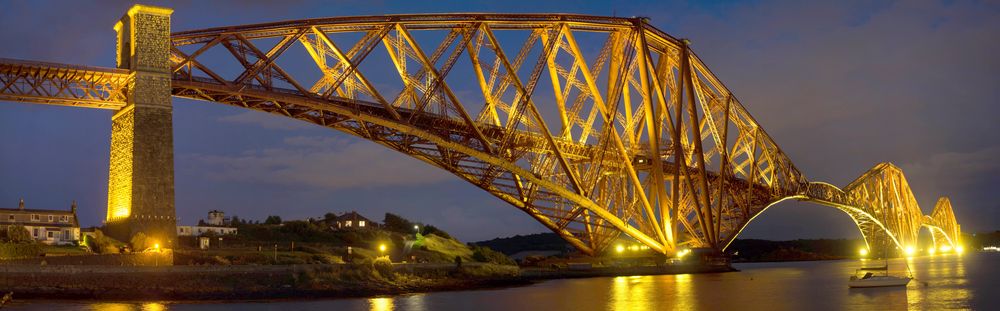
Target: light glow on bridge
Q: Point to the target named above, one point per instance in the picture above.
(601, 157)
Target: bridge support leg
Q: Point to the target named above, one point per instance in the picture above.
(141, 174)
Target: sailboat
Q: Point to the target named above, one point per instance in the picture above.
(872, 277)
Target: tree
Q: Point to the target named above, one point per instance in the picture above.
(429, 229)
(273, 220)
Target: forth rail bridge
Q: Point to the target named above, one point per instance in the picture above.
(639, 138)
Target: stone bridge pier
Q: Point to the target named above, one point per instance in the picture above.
(141, 173)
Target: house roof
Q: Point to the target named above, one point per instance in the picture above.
(39, 224)
(35, 211)
(74, 221)
(352, 215)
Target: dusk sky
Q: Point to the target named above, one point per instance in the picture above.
(839, 85)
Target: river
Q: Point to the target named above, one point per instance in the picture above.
(969, 281)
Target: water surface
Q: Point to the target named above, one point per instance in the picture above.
(970, 281)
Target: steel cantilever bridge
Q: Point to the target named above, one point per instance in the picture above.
(628, 133)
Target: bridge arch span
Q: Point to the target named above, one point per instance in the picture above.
(595, 126)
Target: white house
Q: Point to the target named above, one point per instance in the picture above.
(46, 226)
(216, 223)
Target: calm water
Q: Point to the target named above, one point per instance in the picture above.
(971, 281)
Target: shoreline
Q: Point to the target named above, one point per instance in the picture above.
(273, 283)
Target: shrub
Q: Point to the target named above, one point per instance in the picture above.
(393, 222)
(12, 251)
(383, 266)
(101, 243)
(428, 229)
(486, 254)
(15, 234)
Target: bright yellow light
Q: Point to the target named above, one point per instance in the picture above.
(683, 253)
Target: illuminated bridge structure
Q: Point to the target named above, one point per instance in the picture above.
(594, 126)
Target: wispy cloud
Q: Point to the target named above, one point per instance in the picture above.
(318, 162)
(264, 120)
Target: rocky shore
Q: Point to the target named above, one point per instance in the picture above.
(249, 282)
(242, 282)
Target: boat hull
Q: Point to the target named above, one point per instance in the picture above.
(878, 282)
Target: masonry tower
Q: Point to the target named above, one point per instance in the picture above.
(141, 174)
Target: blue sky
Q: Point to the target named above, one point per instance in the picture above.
(840, 86)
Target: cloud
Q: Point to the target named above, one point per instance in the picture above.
(956, 169)
(264, 120)
(318, 162)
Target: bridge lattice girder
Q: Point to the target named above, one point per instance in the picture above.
(628, 132)
(65, 85)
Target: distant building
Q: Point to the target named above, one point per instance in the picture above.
(217, 223)
(46, 226)
(351, 220)
(217, 218)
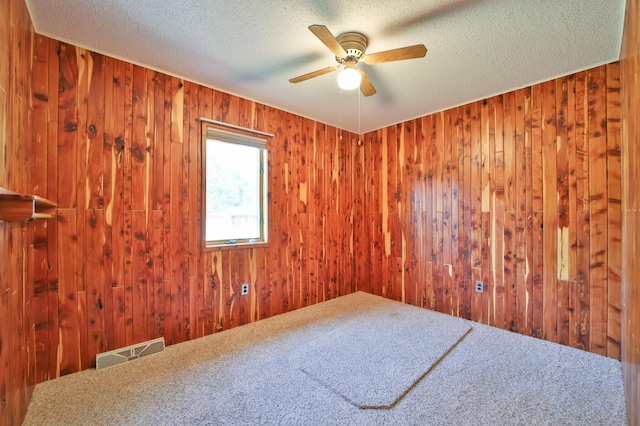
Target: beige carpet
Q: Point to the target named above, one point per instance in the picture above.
(374, 358)
(274, 373)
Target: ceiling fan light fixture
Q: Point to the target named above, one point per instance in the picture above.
(349, 78)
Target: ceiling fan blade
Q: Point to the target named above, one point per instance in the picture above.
(312, 74)
(366, 87)
(409, 52)
(328, 39)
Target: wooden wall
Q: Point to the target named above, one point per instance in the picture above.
(630, 72)
(521, 191)
(118, 148)
(16, 285)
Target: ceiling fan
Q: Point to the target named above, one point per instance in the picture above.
(349, 49)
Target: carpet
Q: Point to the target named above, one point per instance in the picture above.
(374, 359)
(252, 375)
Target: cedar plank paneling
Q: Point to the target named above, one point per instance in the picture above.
(380, 204)
(630, 176)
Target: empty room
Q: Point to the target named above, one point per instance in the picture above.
(319, 212)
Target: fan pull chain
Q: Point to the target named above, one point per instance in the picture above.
(340, 115)
(359, 113)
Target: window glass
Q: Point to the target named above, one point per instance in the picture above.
(235, 188)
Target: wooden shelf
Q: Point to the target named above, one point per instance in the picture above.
(18, 207)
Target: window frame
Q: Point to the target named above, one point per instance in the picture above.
(245, 138)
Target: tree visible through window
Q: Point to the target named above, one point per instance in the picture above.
(234, 188)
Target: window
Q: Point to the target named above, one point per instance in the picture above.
(235, 188)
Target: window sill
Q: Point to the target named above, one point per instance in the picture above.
(237, 246)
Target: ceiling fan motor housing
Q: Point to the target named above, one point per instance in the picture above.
(354, 44)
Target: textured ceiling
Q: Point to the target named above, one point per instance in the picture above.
(476, 48)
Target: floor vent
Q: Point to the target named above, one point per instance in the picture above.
(129, 353)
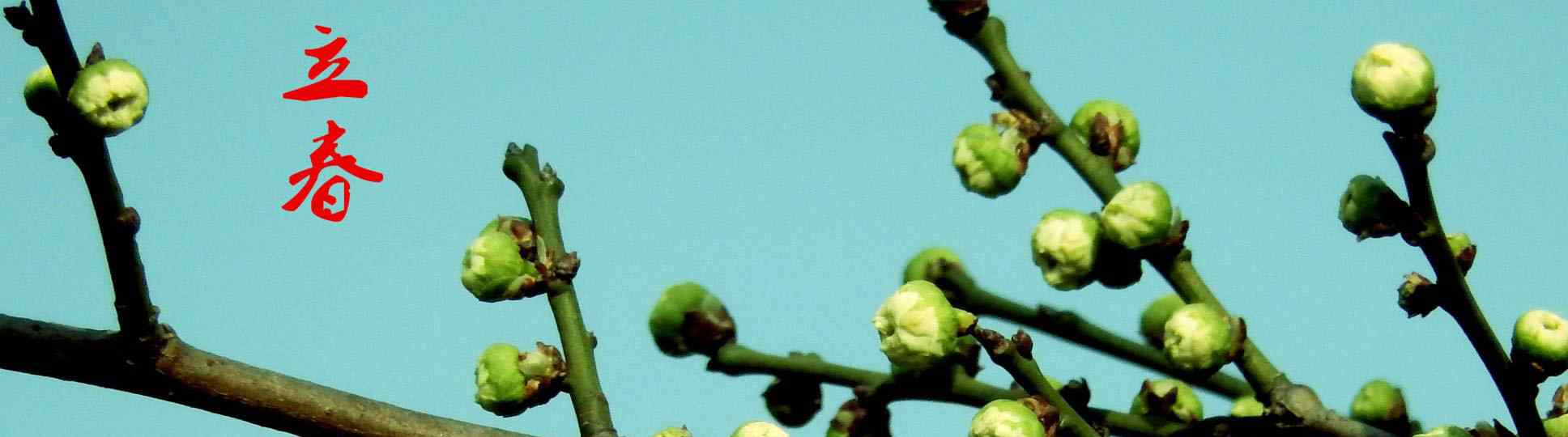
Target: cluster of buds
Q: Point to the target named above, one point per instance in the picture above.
(1396, 85)
(688, 320)
(1110, 130)
(510, 381)
(1167, 398)
(1200, 339)
(991, 159)
(1540, 345)
(919, 328)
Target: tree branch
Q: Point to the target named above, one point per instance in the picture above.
(1068, 326)
(1412, 152)
(541, 190)
(185, 375)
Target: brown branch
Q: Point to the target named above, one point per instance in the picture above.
(185, 375)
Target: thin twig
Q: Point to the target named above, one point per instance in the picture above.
(541, 190)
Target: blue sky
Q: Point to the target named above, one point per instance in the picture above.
(790, 155)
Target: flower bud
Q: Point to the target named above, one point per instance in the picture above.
(1370, 209)
(1247, 406)
(991, 162)
(510, 381)
(1540, 342)
(110, 95)
(1139, 215)
(929, 264)
(1005, 418)
(759, 430)
(41, 93)
(1556, 426)
(1153, 320)
(492, 267)
(1396, 85)
(1445, 431)
(1065, 243)
(1464, 251)
(918, 326)
(1167, 398)
(687, 320)
(792, 401)
(1109, 129)
(1200, 339)
(1380, 405)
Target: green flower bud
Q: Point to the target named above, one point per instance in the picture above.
(688, 320)
(1540, 340)
(1139, 215)
(918, 326)
(1396, 85)
(1167, 398)
(492, 267)
(1370, 209)
(1153, 320)
(1378, 403)
(1200, 339)
(110, 95)
(510, 381)
(1110, 129)
(991, 162)
(1065, 243)
(41, 93)
(927, 262)
(794, 401)
(673, 433)
(1445, 431)
(1005, 418)
(1464, 251)
(1247, 406)
(1556, 426)
(759, 430)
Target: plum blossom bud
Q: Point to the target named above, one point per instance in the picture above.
(1200, 339)
(1139, 217)
(1065, 243)
(918, 326)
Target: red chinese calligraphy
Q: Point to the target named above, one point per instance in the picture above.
(323, 157)
(330, 87)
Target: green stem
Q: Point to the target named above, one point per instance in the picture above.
(1070, 326)
(1457, 298)
(543, 193)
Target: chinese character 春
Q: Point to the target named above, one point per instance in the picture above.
(330, 87)
(323, 157)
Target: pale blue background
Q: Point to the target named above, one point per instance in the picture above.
(787, 154)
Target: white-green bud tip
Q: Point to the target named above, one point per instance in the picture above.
(1543, 337)
(492, 265)
(1378, 401)
(1200, 339)
(1167, 398)
(1395, 83)
(921, 267)
(990, 159)
(41, 93)
(110, 95)
(687, 320)
(1153, 320)
(1140, 215)
(1247, 406)
(1117, 132)
(918, 326)
(1005, 418)
(759, 430)
(510, 381)
(1065, 243)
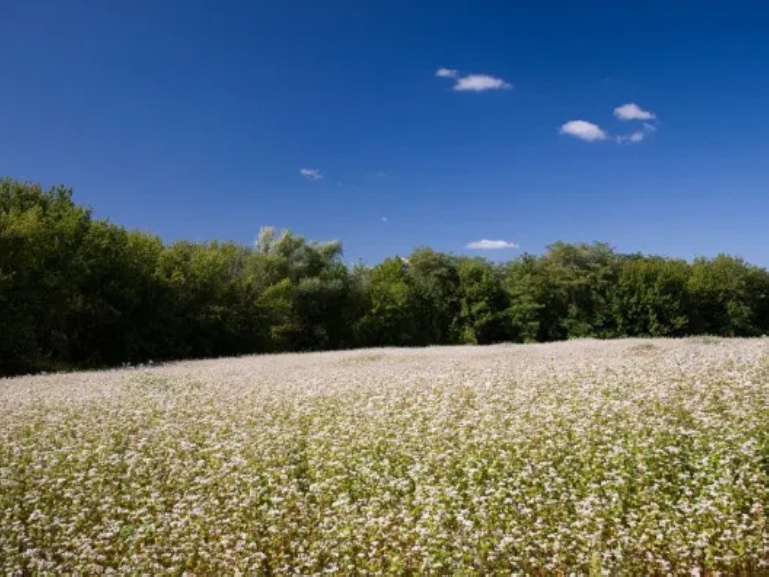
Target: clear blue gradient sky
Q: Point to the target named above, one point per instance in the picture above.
(193, 119)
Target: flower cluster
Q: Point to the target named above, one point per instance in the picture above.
(587, 458)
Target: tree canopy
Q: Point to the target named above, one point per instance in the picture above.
(79, 292)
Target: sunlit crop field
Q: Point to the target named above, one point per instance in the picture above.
(587, 458)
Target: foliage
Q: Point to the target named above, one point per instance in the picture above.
(76, 291)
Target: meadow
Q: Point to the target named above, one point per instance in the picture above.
(629, 457)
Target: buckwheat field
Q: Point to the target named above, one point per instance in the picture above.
(582, 458)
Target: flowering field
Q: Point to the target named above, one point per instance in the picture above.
(587, 458)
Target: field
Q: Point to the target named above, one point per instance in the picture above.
(588, 458)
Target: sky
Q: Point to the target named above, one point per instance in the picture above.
(479, 127)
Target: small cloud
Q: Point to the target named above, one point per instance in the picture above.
(637, 136)
(480, 83)
(491, 245)
(311, 173)
(632, 112)
(446, 73)
(583, 130)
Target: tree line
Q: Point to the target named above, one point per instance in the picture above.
(80, 292)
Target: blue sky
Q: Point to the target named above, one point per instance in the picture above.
(194, 119)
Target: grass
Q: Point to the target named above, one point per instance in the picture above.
(582, 458)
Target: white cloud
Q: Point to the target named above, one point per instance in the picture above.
(491, 244)
(447, 73)
(632, 112)
(583, 130)
(311, 173)
(637, 136)
(480, 83)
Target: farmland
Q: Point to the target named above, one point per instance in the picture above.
(640, 456)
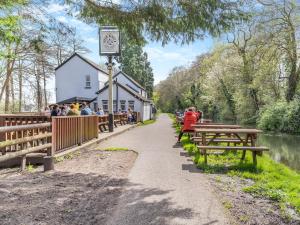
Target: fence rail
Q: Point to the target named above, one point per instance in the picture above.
(21, 135)
(75, 130)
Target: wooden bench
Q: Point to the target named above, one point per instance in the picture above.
(235, 141)
(255, 151)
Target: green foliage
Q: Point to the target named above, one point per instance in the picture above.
(134, 62)
(165, 20)
(281, 117)
(271, 179)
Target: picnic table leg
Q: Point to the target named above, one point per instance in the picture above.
(204, 150)
(244, 151)
(254, 153)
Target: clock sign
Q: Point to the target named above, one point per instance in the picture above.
(109, 41)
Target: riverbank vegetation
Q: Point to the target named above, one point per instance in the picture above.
(251, 78)
(271, 180)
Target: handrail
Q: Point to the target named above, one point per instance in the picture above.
(24, 127)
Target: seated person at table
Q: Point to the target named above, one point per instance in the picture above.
(189, 119)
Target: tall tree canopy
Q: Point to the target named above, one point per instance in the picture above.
(134, 62)
(164, 20)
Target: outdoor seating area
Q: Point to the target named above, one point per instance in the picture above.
(25, 136)
(217, 138)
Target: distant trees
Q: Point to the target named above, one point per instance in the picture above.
(254, 73)
(134, 62)
(32, 44)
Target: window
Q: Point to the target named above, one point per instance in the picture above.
(115, 106)
(87, 81)
(123, 105)
(105, 105)
(131, 105)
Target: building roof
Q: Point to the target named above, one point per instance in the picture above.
(76, 99)
(129, 90)
(129, 78)
(91, 63)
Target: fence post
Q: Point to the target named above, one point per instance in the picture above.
(49, 159)
(2, 135)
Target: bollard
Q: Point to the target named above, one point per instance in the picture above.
(48, 163)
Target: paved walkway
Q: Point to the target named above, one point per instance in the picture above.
(164, 187)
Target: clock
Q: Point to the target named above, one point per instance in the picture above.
(109, 41)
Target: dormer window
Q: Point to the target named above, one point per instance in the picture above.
(87, 81)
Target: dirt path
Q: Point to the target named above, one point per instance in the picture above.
(164, 187)
(82, 190)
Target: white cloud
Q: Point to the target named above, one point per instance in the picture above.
(56, 8)
(91, 40)
(158, 53)
(62, 19)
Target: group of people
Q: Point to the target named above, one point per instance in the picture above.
(83, 110)
(191, 116)
(71, 110)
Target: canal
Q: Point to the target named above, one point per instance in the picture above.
(283, 148)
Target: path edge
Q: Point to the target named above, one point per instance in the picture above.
(92, 142)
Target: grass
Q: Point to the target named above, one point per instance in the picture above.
(147, 122)
(272, 180)
(71, 155)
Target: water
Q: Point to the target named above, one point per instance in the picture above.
(283, 148)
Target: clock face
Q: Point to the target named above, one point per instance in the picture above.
(109, 42)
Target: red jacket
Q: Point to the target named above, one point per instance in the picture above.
(189, 119)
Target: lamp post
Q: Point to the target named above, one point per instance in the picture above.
(109, 46)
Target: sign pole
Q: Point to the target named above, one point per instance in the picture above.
(110, 96)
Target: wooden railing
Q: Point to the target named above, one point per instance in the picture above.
(25, 139)
(14, 120)
(75, 130)
(22, 135)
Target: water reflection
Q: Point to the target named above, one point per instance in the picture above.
(283, 148)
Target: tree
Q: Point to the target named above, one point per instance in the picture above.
(164, 20)
(134, 62)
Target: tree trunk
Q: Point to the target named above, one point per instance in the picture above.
(12, 90)
(20, 76)
(44, 82)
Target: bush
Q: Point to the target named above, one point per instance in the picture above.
(281, 117)
(272, 117)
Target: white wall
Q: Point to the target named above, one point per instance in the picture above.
(124, 80)
(123, 95)
(146, 111)
(70, 80)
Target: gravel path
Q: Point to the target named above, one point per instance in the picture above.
(164, 186)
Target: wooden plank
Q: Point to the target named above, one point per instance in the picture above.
(13, 155)
(251, 148)
(227, 131)
(216, 126)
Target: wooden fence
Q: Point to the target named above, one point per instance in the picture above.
(21, 135)
(75, 130)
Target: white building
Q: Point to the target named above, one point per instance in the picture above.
(79, 79)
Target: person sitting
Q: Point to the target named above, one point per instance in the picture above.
(73, 111)
(189, 119)
(85, 109)
(55, 111)
(100, 112)
(130, 115)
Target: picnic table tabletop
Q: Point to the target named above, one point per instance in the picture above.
(227, 131)
(219, 126)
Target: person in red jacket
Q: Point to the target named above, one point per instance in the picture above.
(189, 119)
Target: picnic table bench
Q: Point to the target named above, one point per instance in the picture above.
(246, 137)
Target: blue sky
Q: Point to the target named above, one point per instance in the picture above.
(162, 59)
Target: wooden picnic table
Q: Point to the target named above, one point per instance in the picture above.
(218, 126)
(209, 135)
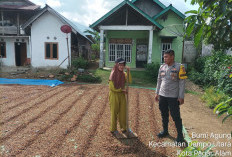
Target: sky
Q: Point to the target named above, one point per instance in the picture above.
(86, 12)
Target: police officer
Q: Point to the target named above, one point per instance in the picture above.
(170, 94)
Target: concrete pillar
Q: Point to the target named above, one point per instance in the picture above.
(101, 61)
(150, 45)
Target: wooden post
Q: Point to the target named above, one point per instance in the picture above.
(127, 102)
(69, 66)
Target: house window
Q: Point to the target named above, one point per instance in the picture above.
(3, 49)
(51, 50)
(120, 50)
(165, 46)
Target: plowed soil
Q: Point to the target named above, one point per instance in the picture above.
(74, 120)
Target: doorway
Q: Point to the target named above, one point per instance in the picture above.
(20, 54)
(141, 55)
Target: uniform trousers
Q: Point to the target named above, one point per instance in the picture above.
(167, 104)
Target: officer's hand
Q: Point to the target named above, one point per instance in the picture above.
(127, 68)
(181, 101)
(156, 97)
(125, 91)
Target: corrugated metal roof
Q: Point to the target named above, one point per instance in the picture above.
(75, 28)
(18, 5)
##########
## Directions
Output exactly the lines from the line with "Target: picnic table bench" to the last line of the records, including both, and leave every picture out.

## Correct response
Target: picnic table bench
Q: Point to the target named above, one point per instance in the picture above.
(246, 137)
Target: blue sky
Q: Point to the target named above, one point per instance in the picture above.
(162, 59)
Target: wooden picnic table
Q: Point to the target named above, one point per instance in the picture above.
(218, 126)
(209, 135)
Target: sky
Q: Point to the target named above, one point per instance in the picture above.
(86, 12)
Target: police officer
Q: Point to the target named above, one point per instance in the picture above.
(170, 94)
Target: concrete pillar
Q: Point to the target named above, one point per instance in the picture above.
(101, 61)
(150, 45)
Target: wooden post
Q: Point to the target named above, one point per instance in the picture above.
(127, 102)
(69, 66)
Target: house window
Q: Point to the target named above, one point per instance in the picture above.
(3, 49)
(51, 50)
(120, 50)
(165, 46)
Target: plowed soil
Q: Point to the target named above, one point per instance in the picture above.
(74, 120)
Target: doorway
Q: Point to the target named above, one point per instance in the picture above.
(20, 54)
(141, 55)
Target: uniform trousers
Q: Point to the target named above, one point per instance in the picture above.
(167, 104)
Target: officer's hand
Q: Point to the target named above, one point per instance in the picture above.
(127, 68)
(181, 101)
(156, 97)
(125, 91)
Target: corrugated metal roof
Q: Point to the target named above, one point per instance in the picture above.
(75, 28)
(18, 5)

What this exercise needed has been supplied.